Job: Recast the entire listing below as a numbered list, omitting blank lines and the pictures.

####################

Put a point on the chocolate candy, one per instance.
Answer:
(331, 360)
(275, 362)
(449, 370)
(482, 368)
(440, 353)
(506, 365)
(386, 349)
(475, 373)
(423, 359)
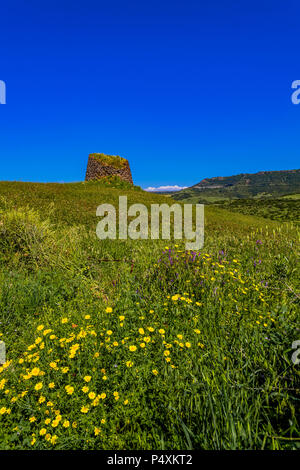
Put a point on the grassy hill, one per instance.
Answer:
(123, 344)
(265, 184)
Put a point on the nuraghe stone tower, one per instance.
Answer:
(101, 166)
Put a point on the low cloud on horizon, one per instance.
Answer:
(166, 188)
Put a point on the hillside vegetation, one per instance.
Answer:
(139, 344)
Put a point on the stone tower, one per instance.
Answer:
(101, 165)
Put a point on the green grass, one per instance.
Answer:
(282, 209)
(184, 350)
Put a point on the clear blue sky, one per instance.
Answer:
(183, 89)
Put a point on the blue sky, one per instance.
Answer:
(183, 89)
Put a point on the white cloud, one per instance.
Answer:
(166, 188)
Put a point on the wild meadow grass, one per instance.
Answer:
(141, 344)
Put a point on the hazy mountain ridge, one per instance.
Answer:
(264, 184)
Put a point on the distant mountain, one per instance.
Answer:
(265, 184)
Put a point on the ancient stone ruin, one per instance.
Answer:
(101, 166)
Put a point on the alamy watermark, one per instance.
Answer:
(2, 92)
(295, 97)
(2, 353)
(160, 225)
(296, 354)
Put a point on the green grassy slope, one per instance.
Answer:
(139, 344)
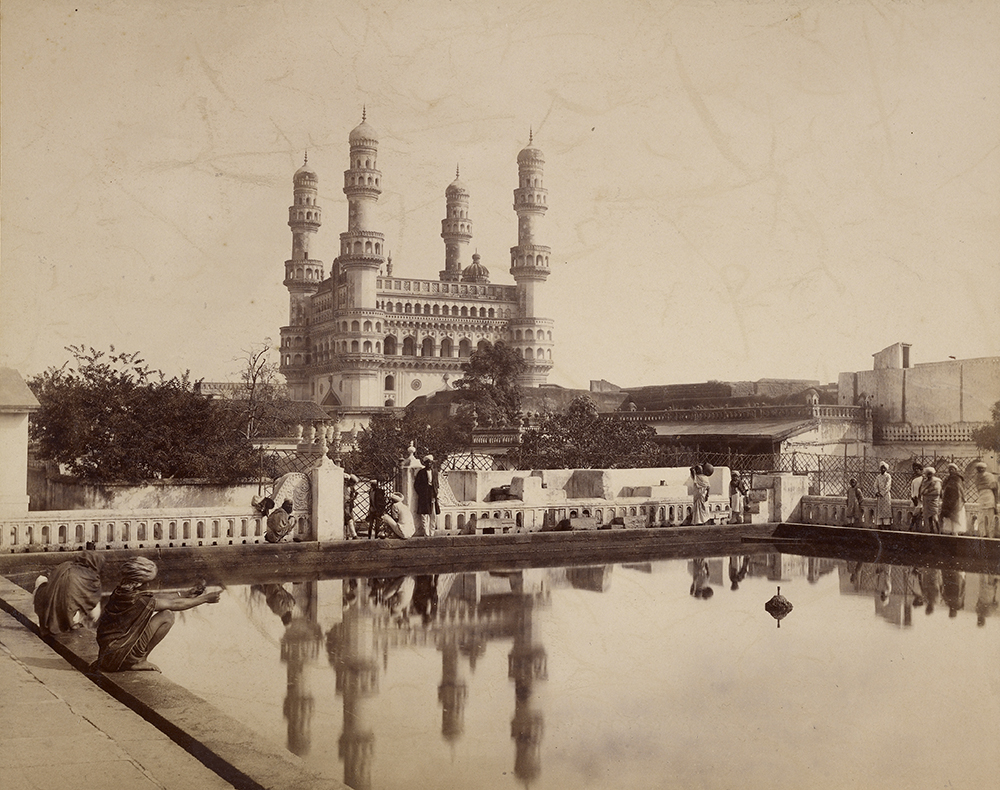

####################

Response for this exercise:
1. Put a point on the chocolate candy, one per instance.
2. Answer:
3. (331, 360)
4. (275, 362)
5. (449, 370)
6. (482, 368)
7. (440, 353)
8. (506, 365)
9. (386, 349)
10. (475, 373)
11. (423, 359)
12. Put a point on the grassy hill, one per instance.
13. Answer:
14. (123, 344)
15. (265, 184)
16. Put a point on the nuraghe stone tower, one per instance.
17. Answer:
18. (101, 166)
19. Put a point on the low cloud on horizon, one per instance.
20. Answer:
21. (166, 188)
22. Put a point on the hillside vegetation, one per instance.
23. Answer:
24. (139, 344)
25. Put a point on the stone tower, one per instance.
26. Answer:
27. (101, 165)
28. Put a point on the green grass, one per instance.
29. Answer:
30. (282, 209)
31. (184, 350)
32. Put a point on the clear blue sky, one per instance.
33. Answer:
34. (183, 89)
35. Put a point on the blue sky, one per instance.
36. Answer:
37. (183, 89)
38. Put a point on the white cloud, one per instance.
39. Answer:
40. (166, 188)
41. Put a point on the wild meadow grass, one per instance.
42. Answer:
43. (141, 344)
44. Put a point on the hazy mountain ridge, one per instance.
45. Answer:
46. (264, 184)
47. Put a point on the distant mountain, one per instance.
48. Answer:
49. (265, 184)
50. Put a point on the ancient stone ruin, one per instance.
51. Answer:
52. (101, 166)
53. Put a point on the alamy watermark, one per instance.
54. Answer:
55. (2, 92)
56. (295, 97)
57. (2, 353)
58. (160, 225)
59. (296, 354)
60. Put a point on the green grassy slope, one per instance.
61. Answer:
62. (139, 344)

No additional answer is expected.